==== Texte de lecture ====

Il est vrai que lors du déjeuner litigieux, le recourant ne portait aucun uniforme ou signe distinctif permettant de reconnaître sa qualité de fonctionnaire de l’État de Genève, ce d’autant plus qu’il déjeunait dans le canton de Vaud. Ce nonobstant, le recourant a admis lors de l’entretien de service du 7 juin 2019 que sa consommation d’alcool lors de ce déjeuner n’était ni sérieuse ni acceptable. Le fait qu’il ait demandé au restaurant l’établissement d’une note de frais ne comportant pas d’autre mention que le montant de l’addition tend également à démontrer que le recourant n’ignorait pas que sa consommation d’alcool était problématique. Le collègue qui l’accompagnait lors de ce déjeuner a d’ailleurs indiqué à leur employeur qu’il avait été procédé de la sorte pour des raisons « d’image personnelle », notamment du recourant, lequel avait déjà été reçu par le directeur général pour une consommation d’alcool lors de ses pauses déjeuner. En revanche, il ne peut être retenu qu’en produisant un justificatif non détaillé, il aurait voulu tromper son employeur afin qu’il ne puisse pas déterminer à quoi correspondait la note de frais dont il avait demandé le remboursement. En effet, si l’employeur estimait que le justificatif remis n’était pas conforme au règlement sur les débours, il lui appartenait de refuser le remboursement de la somme de CHF 35.-, ce qu’il n’a pas fait.

====

**Consigne 1**
Selon le texte, à quelle date le recourant a-t-il admis, lors d'un entretien de service, que sa consommation d'alcool n'était ni sérieuse ni acceptable ?

==== Données ====

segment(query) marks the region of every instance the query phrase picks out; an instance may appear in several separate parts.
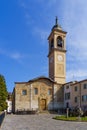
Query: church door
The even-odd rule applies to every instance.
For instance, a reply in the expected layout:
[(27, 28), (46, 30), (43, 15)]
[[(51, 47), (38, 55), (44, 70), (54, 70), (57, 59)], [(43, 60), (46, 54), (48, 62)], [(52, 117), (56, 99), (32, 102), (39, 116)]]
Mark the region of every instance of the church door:
[(40, 108), (41, 110), (46, 110), (46, 99), (40, 100)]

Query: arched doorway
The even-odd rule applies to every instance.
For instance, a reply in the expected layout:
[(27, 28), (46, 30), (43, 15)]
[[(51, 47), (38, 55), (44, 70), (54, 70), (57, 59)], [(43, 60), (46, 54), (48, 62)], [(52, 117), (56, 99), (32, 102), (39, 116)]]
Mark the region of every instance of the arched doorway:
[(40, 100), (40, 110), (41, 111), (46, 110), (46, 99), (41, 99)]

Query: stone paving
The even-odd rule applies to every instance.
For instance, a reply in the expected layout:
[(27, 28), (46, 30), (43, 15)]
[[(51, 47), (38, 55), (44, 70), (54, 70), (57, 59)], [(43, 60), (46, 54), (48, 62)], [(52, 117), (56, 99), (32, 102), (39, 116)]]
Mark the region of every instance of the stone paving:
[(86, 122), (67, 122), (52, 119), (53, 114), (7, 115), (1, 130), (87, 130)]

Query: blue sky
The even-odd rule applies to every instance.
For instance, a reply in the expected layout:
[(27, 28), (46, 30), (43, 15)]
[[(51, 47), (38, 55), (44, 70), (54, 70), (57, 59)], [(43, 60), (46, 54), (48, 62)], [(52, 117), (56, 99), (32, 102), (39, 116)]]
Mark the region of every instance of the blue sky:
[(0, 74), (14, 82), (48, 76), (47, 37), (55, 16), (67, 31), (66, 81), (87, 78), (86, 0), (0, 0)]

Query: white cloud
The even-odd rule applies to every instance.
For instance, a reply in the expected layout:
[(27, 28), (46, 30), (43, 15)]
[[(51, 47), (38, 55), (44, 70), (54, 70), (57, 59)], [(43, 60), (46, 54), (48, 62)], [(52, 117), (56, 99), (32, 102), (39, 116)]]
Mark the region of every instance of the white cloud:
[(14, 60), (20, 61), (23, 58), (25, 58), (24, 54), (21, 54), (20, 52), (11, 52), (0, 48), (0, 54), (7, 56), (9, 58), (12, 58)]
[(41, 42), (44, 43), (44, 41), (47, 41), (47, 37), (49, 32), (45, 29), (34, 28), (33, 33), (38, 36), (41, 39)]

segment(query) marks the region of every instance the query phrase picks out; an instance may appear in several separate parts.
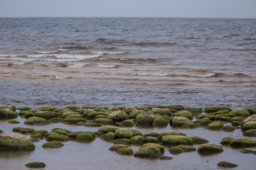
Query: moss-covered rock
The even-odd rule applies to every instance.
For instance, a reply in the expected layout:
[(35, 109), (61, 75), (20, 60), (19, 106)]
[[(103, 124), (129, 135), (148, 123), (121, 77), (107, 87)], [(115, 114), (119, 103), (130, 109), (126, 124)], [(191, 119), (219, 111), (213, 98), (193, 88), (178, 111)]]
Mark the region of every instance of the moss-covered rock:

====

**Consigne 2**
Reprenez les lignes de la liste en commençant par celle qui contient « Query: white cloud » et en poursuivant jusqu'à celle qui contient « 36), (41, 39)] », toutes deux comprises. Renommez « expected layout » en « required format » et ne modifiez rien d'autre.

**Réponse 1**
Le 7 juin 2019.

**Réponse 2**
Query: white cloud
The even-odd rule applies to every instance.
For instance, a reply in the required format:
[(27, 28), (46, 30), (43, 15)]
[[(51, 47), (38, 55), (44, 70), (54, 70), (57, 59)], [(43, 60), (46, 54), (48, 62)], [(52, 117), (56, 99), (32, 102), (39, 116)]]
Mark the region of every instance of the white cloud:
[(14, 60), (20, 61), (23, 58), (25, 58), (24, 54), (21, 54), (20, 52), (11, 52), (0, 48), (0, 54), (7, 56), (9, 58), (12, 58)]
[(41, 42), (44, 43), (44, 41), (47, 41), (47, 37), (49, 32), (45, 29), (34, 28), (33, 33), (38, 36), (41, 39)]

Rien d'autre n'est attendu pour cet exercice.